Please lay out every line of the records below as a numbered list, leaving out any blank lines.

┄┄┄┄┄┄┄┄┄┄┄┄┄┄┄┄┄┄┄┄

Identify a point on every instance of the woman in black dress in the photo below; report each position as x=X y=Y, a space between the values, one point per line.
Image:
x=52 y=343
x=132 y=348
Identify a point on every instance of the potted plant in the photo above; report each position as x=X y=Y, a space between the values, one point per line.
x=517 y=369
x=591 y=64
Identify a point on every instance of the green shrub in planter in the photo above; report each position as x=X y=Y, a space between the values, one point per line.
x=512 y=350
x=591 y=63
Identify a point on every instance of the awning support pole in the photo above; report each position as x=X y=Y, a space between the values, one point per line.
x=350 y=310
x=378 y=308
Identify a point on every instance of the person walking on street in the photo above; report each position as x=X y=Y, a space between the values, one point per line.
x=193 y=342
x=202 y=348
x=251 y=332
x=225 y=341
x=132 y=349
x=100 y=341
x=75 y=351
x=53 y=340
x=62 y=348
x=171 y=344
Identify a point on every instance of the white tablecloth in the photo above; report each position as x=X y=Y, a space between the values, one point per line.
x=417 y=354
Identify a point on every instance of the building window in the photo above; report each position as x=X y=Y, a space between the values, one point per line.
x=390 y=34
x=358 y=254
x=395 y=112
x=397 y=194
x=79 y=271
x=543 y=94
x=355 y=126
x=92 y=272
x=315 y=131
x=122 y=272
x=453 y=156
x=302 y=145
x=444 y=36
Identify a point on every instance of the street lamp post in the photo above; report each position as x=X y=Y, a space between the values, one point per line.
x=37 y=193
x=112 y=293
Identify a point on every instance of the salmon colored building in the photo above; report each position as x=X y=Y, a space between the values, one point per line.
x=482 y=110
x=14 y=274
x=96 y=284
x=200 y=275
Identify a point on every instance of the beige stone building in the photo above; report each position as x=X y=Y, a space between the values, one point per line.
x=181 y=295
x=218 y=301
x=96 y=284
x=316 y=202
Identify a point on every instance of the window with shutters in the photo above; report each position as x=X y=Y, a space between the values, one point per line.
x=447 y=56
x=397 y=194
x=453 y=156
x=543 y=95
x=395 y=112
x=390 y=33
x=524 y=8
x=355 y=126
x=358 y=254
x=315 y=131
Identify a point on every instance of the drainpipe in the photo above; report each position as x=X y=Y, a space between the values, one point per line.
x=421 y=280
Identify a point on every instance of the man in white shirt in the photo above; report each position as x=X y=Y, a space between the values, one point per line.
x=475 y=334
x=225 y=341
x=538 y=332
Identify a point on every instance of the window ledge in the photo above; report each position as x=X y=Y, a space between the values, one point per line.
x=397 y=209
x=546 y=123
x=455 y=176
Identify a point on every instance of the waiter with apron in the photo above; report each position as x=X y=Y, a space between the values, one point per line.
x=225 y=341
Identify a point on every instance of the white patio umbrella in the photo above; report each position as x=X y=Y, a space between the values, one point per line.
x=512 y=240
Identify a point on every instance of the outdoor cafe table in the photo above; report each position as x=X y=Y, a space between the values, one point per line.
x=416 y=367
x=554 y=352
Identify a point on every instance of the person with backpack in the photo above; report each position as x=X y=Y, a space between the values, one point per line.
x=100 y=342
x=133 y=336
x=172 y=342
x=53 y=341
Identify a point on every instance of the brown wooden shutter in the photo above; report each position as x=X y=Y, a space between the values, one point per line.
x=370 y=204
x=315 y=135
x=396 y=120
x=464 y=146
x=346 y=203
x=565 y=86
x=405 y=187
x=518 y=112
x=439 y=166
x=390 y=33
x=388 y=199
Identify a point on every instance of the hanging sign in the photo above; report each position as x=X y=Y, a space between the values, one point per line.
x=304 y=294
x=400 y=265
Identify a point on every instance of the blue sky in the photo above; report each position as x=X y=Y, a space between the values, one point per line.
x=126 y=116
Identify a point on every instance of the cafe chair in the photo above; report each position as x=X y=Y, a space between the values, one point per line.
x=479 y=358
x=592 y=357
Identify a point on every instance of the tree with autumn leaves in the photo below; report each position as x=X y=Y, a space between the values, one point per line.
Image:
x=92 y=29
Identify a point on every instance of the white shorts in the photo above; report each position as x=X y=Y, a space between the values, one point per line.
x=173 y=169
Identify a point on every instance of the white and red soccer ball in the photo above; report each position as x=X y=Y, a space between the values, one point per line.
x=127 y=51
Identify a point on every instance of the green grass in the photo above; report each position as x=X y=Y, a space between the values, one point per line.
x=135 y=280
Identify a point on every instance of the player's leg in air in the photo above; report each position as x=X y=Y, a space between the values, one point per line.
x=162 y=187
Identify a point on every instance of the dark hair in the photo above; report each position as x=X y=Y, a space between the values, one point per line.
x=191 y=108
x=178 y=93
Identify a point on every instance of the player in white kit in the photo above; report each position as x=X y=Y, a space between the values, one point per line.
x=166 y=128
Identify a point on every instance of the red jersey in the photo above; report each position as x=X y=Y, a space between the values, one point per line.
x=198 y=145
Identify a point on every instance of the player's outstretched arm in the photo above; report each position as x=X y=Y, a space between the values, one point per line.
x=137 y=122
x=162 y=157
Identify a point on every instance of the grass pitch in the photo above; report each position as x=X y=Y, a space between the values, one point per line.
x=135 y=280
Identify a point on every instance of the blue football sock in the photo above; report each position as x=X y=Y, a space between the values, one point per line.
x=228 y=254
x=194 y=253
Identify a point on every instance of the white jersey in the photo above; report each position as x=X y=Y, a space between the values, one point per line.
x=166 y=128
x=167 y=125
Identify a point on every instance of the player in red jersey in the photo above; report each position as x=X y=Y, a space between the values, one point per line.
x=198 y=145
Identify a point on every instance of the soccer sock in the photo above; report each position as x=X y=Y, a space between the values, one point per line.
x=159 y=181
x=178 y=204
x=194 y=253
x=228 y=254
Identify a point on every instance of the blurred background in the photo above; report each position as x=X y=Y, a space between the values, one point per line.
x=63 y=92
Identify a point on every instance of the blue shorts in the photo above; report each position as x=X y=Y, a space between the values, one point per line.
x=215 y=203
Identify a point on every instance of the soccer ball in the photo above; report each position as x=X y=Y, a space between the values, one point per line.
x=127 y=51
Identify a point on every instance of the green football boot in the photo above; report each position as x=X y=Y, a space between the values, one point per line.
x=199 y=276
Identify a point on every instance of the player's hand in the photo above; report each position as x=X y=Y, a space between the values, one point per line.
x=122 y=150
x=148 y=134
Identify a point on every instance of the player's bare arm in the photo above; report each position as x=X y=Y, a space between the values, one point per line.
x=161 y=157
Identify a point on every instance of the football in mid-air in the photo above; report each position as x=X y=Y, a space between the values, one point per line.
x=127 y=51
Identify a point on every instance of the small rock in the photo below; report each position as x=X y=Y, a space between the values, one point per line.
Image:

┄┄┄┄┄┄┄┄┄┄┄┄┄┄┄┄┄┄┄┄

*SOLUTION:*
1. Identify a point on every instance of the woman in black dress in the photo below; report each position as x=X y=Y, a space between the values, one point per line.
2. Image:
3. x=52 y=343
4. x=132 y=348
5. Identify a point on every instance of the potted plant in the photo above; report each position as x=X y=Y, a space between the values, one point per line.
6. x=517 y=369
7. x=591 y=64
8. Identify a point on every instance of the green shrub in planter in the photo above; report each position as x=X y=Y, a space between the values, one point per line.
9. x=512 y=350
10. x=591 y=63
11. Identify a point on every instance of the awning support pole in the photo above; report each position as x=X y=Y, a space between the values, one point per line.
12. x=350 y=310
13. x=378 y=308
14. Identify a point on every instance of the person walking on street in the photo above; report each position as x=X y=Y, a space between the values, one point per line.
15. x=193 y=342
16. x=202 y=348
17. x=251 y=332
18. x=225 y=341
19. x=132 y=349
20. x=100 y=341
21. x=75 y=351
22. x=53 y=340
23. x=62 y=348
24. x=171 y=344
25. Identify a point on every instance of the white tablecloth in the photo above; report each position as x=X y=Y, a space between the values, one point per line.
26. x=417 y=354
27. Identify a point on every instance of the building window in the photo above; report each position as x=X y=Y, a space between the values, one point per line.
28. x=390 y=34
29. x=358 y=254
30. x=395 y=112
31. x=397 y=194
32. x=79 y=271
33. x=543 y=94
34. x=355 y=126
35. x=92 y=272
36. x=315 y=131
37. x=122 y=272
38. x=453 y=156
39. x=302 y=145
40. x=444 y=36
41. Identify a point on every instance of the street lamp post in the photo above; report each position as x=X y=Y, a space between the values, one point per line.
42. x=37 y=193
43. x=112 y=293
44. Identify a point on every instance of the salmon colored building in the photo above; report each position as x=X y=Y, a space between the values, one point per line.
45. x=482 y=110
46. x=14 y=274
47. x=96 y=284
48. x=200 y=275
49. Identify a point on every instance of the beige stone building in the photo above; report each position as x=X y=Y, a space between the values, one point per line.
50. x=181 y=295
51. x=218 y=301
52. x=96 y=284
53. x=316 y=202
54. Identify a point on every instance of the window with shutters in the photo above; report each position as x=X y=Y, a space between the values, one point per line.
55. x=447 y=56
56. x=397 y=194
57. x=453 y=156
58. x=543 y=95
59. x=395 y=112
60. x=390 y=33
61. x=524 y=8
62. x=355 y=126
63. x=358 y=254
64. x=315 y=131
65. Identify a point on every instance of the drainpipe in the photo above; report each position as x=X y=Y, a space between the values, one point per line.
66. x=421 y=280
67. Identify a point on every instance of the man in white shirt in the photo above; report each position as x=X y=Y, a space between the values, one point per line.
68. x=475 y=334
69. x=225 y=341
70. x=538 y=332
71. Identify a point on every instance of the window ledge in the photo above; report each position as x=X y=Y, a space between the values, one point per line.
72. x=397 y=209
73. x=546 y=123
74. x=455 y=176
75. Identify a point on every instance of the waiter with apron in the photo above; report each position as x=X y=Y, a space between the values, one point per line.
76. x=225 y=341
77. Identify a point on every instance of the white patio umbrella in the photo above; report each position as x=X y=Y, a space between the values, one point per line.
78. x=512 y=240
79. Identify a point on every instance of the outdoor cafe table in the photo above; report each position as x=X y=Y, a space between the values, one point per line.
80. x=416 y=367
81. x=554 y=352
82. Identify a point on every instance of the person with backpack in the photo above; report each position as x=X y=Y, a space between the values, one point per line.
83. x=100 y=342
84. x=133 y=336
85. x=172 y=342
86. x=53 y=341
87. Identify a point on every instance of the brown wooden shutter in the photo above; report each position as x=X y=Y, a space between the values, one point per line.
88. x=370 y=204
89. x=315 y=135
90. x=396 y=120
91. x=464 y=146
92. x=346 y=203
93. x=565 y=86
94. x=405 y=187
95. x=518 y=112
96. x=439 y=166
97. x=390 y=33
98. x=388 y=199
99. Identify a point on every instance of the hanging sign in the photo above; report each position as x=X y=Y, a space between the values, one point per line.
100. x=304 y=294
101. x=400 y=265
102. Identify a point on every instance of the blue sky in the photo above; report each position as x=X y=Y, a space between the values, one point per line.
103. x=126 y=116
104. Identify a point on every instance of the cafe chair in the photo above; report each position as x=X y=Y, a space between the values, one point per line.
105. x=479 y=358
106. x=592 y=357
107. Identify a point on every instance of the tree with autumn leaves in the photo below; report each position as x=X y=Y, a space between the values, one point per line.
108. Image:
109. x=92 y=29
110. Identify a point on every instance of the white shorts in the photo above; report each position as x=X y=Y, a space between the values, one point per line.
111. x=173 y=169
112. Identify a point on every instance of the white and red soccer ball in the photo above; report each position as x=X y=Y, a space between the values, one point per line.
113. x=127 y=51
114. Identify a point on every instance of the green grass in the photo above; report each position as x=X y=Y, a space between the values, one point per line.
115. x=135 y=280
116. Identify a point on every instance of the player's leg in air in the photo above; report each position as x=X y=Y, a space between the values, one point per line.
117. x=162 y=187
118. Identify a point on every instance of the dark hair in the photo above; report each position as x=X y=Y, a space between the values, one point per line.
119. x=191 y=108
120. x=178 y=93
121. Identify a point on every instance of the player in white kit in the photo above; report each position as x=X y=Y, a space between the values, one point per line.
122. x=166 y=128
123. Identify a point on every instance of the red jersey in the photo above; report each position as x=X y=Y, a space between the values, one point per line.
124. x=198 y=145
125. Identify a point on every instance of the player's outstretched arm in the photo above; report each position as x=X y=Y, a space between the values, one point per line.
126. x=137 y=122
127. x=162 y=157
128. Identify a point on every instance of the grass pitch in the photo above; report each position as x=X y=Y, a space between the values, one point per line.
129. x=135 y=280
130. Identify a point on every instance of the blue football sock in the photo above; report each position as x=X y=Y, a space between the values, one point per line.
131. x=228 y=254
132. x=194 y=253
133. Identify a point on every instance of the white jersey in the photo above; report each position as x=X y=Y, a space between the values, one point per line.
134. x=166 y=128
135. x=167 y=125
136. Identify a point on every instance of the player in red jersey in the photo above; report each position as x=X y=Y, a space between the values, one point per line.
137. x=198 y=145
138. Identify a point on every instance of the soccer sock in the photo above; report each position as x=X y=Y, a space between the values, one point per line.
139. x=159 y=181
140. x=178 y=204
141. x=194 y=253
142. x=228 y=254
143. Identify a point on every instance of the blurred background in the photo above; report each position as x=X y=Y, a space between the values, one point per line.
144. x=63 y=92
145. Identify a point on every instance of the blue shorts in the photo above; report each position as x=X y=Y, a space between the values, one point per line.
146. x=215 y=203
147. Identify a point on every instance of the soccer ball in the photo above; report each position as x=X y=Y, a space between the values, one point per line.
148. x=127 y=51
149. Identify a point on every instance of the green football boot in the photo above; report each position as x=X y=Y, a space between the values, one point per line.
150. x=199 y=276
151. Identify a point on every instance of the player's hand in the photo above; report each position as x=X y=Y, a space between the values, one point per line.
152. x=122 y=150
153. x=148 y=134
154. Identify a point on every instance of the player's bare arm in the photo above; report each position as x=X y=Y, a space between the values, one point per line.
155. x=161 y=157
156. Identify a point on every instance of the football in mid-air in the photo above; report each position as x=X y=Y, a space between the values, one point per line.
157. x=127 y=51
158. Identify a point on every instance of the small rock in the photo below; report each position as x=X y=Y, a space between the values, one point per line.
159. Image:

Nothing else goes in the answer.